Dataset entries

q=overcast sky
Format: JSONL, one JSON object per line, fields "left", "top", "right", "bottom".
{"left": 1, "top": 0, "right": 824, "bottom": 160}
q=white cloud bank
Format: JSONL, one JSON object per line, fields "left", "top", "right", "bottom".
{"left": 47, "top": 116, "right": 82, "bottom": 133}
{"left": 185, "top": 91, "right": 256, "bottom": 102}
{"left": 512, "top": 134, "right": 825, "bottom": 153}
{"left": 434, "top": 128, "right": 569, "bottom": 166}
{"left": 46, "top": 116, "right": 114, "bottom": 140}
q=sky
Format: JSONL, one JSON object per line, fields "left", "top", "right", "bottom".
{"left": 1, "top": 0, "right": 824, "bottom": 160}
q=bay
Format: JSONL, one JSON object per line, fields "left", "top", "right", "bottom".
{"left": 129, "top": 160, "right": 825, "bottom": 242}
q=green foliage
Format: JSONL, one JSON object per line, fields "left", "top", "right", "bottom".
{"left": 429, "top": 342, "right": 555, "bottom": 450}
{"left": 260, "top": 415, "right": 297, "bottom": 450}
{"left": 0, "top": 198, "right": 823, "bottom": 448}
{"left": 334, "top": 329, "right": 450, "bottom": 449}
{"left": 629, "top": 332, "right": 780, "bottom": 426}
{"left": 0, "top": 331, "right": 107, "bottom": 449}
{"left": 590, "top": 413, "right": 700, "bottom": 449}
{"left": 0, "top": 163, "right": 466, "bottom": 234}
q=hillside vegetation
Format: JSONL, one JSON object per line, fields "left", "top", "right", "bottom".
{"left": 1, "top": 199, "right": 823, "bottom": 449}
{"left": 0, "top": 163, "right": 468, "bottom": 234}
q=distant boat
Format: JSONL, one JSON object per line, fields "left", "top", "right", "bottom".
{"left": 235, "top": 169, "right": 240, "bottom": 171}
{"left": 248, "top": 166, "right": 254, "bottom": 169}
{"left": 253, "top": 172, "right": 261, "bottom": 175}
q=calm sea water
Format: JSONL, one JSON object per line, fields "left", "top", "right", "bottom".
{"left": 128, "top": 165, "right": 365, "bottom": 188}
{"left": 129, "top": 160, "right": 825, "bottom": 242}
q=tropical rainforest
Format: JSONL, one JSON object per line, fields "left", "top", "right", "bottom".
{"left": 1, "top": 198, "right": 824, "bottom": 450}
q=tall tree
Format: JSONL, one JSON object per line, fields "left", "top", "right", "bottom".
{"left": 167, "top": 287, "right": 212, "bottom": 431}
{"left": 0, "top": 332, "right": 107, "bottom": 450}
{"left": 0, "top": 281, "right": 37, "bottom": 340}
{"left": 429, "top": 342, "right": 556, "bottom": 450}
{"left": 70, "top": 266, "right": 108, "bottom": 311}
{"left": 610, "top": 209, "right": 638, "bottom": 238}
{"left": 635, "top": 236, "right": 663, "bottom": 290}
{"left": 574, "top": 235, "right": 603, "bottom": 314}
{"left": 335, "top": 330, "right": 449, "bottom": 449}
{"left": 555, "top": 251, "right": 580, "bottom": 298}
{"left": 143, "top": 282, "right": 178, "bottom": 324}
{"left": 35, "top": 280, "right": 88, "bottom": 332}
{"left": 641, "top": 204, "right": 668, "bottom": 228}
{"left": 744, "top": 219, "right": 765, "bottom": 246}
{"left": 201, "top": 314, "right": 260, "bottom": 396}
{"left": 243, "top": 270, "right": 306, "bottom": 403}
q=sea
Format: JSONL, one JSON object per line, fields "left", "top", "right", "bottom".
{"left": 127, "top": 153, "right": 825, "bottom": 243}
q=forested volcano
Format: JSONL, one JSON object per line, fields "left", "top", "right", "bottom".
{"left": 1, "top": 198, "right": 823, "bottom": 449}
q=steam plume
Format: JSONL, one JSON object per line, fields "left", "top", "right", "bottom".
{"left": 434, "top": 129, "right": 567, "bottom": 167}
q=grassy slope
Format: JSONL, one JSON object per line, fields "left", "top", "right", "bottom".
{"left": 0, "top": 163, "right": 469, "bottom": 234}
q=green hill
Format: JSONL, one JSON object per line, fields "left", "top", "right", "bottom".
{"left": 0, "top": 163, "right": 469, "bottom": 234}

● Task instructions: The answer is the records above restated word for word from their opening line through the line that holds "q=calm sea water", both included, and nothing else.

● Response for this exercise:
q=overcast sky
Format: JSONL, one JSON object per line, fields "left", "top", "right", "bottom".
{"left": 1, "top": 0, "right": 824, "bottom": 160}
q=white cloud bank
Format: JSONL, one JSON object per line, fields "left", "top", "right", "bottom".
{"left": 47, "top": 116, "right": 82, "bottom": 133}
{"left": 185, "top": 91, "right": 256, "bottom": 102}
{"left": 512, "top": 134, "right": 825, "bottom": 153}
{"left": 434, "top": 128, "right": 569, "bottom": 166}
{"left": 46, "top": 116, "right": 114, "bottom": 140}
q=sky
Format: JSONL, one JSON object per line, fields "left", "top", "right", "bottom".
{"left": 1, "top": 0, "right": 824, "bottom": 160}
q=bay
Format: JSONL, one JSON object per line, fields "left", "top", "right", "bottom".
{"left": 129, "top": 160, "right": 825, "bottom": 242}
q=green foliage
Format: JSONL, one JSON object per line, fields "left", "top", "right", "bottom".
{"left": 429, "top": 342, "right": 555, "bottom": 450}
{"left": 260, "top": 415, "right": 297, "bottom": 450}
{"left": 0, "top": 198, "right": 823, "bottom": 448}
{"left": 334, "top": 329, "right": 450, "bottom": 449}
{"left": 629, "top": 332, "right": 780, "bottom": 426}
{"left": 0, "top": 331, "right": 107, "bottom": 449}
{"left": 590, "top": 413, "right": 700, "bottom": 449}
{"left": 0, "top": 163, "right": 466, "bottom": 234}
q=hillside vegetation
Format: JSONL, one JSON object per line, fields "left", "top", "right", "bottom".
{"left": 1, "top": 199, "right": 823, "bottom": 449}
{"left": 0, "top": 163, "right": 468, "bottom": 234}
q=distant boat
Format: JSONL, one JSON object per line, fields "left", "top", "right", "bottom".
{"left": 235, "top": 169, "right": 240, "bottom": 171}
{"left": 248, "top": 166, "right": 254, "bottom": 169}
{"left": 253, "top": 172, "right": 261, "bottom": 175}
q=calm sea water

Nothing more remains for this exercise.